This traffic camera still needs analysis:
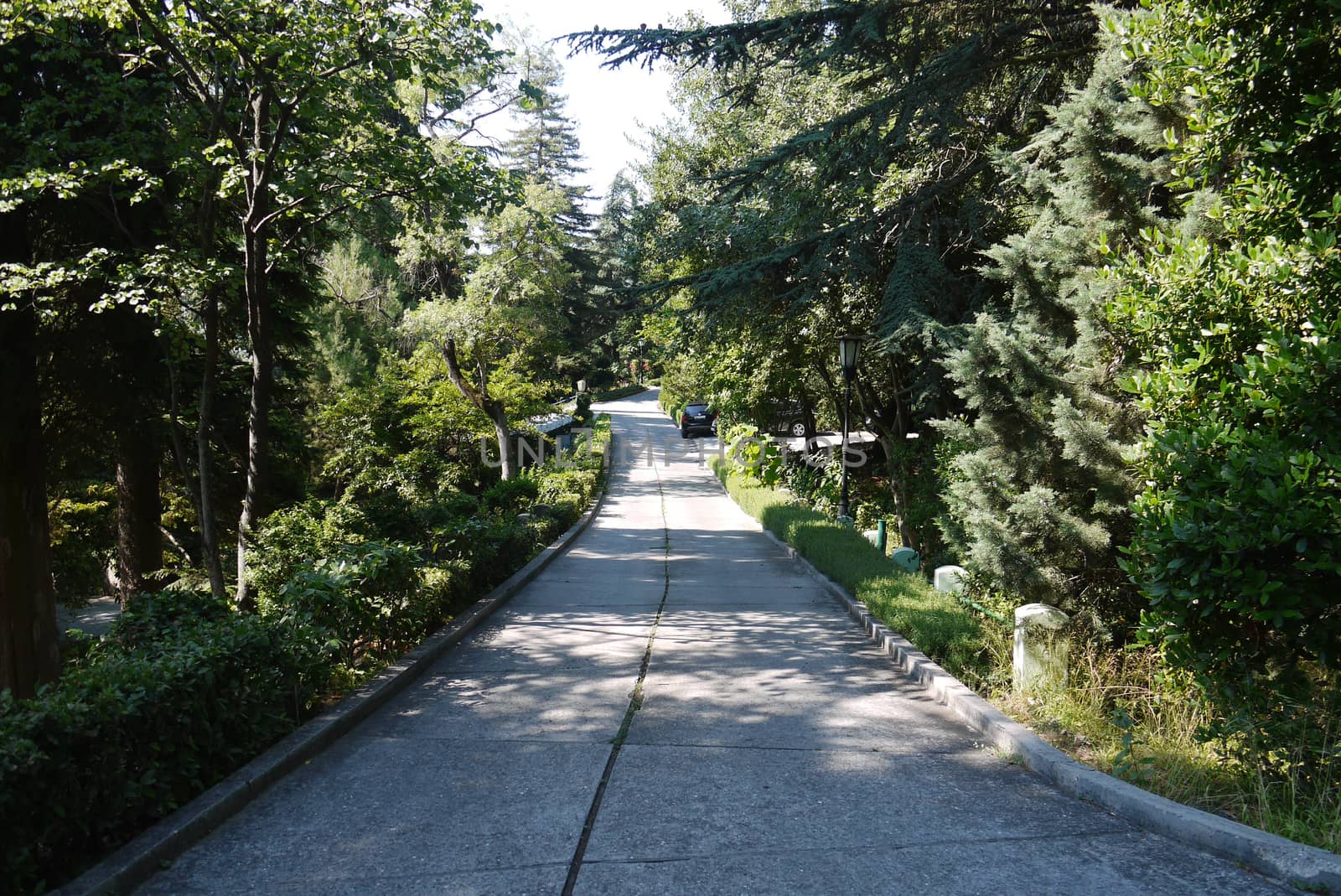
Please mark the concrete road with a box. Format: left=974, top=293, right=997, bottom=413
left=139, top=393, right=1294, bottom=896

---

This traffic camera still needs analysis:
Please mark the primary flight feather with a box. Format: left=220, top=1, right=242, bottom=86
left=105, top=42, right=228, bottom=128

▸ Written task:
Pull out each line of the data above that contains the string "right". Letter case matters.

▸ Answer below:
Please mark the concrete road with a box. Format: left=974, top=293, right=997, bottom=413
left=139, top=393, right=1294, bottom=896
Please mark the primary flight feather with a box. Format: left=220, top=1, right=242, bottom=86
left=105, top=42, right=228, bottom=128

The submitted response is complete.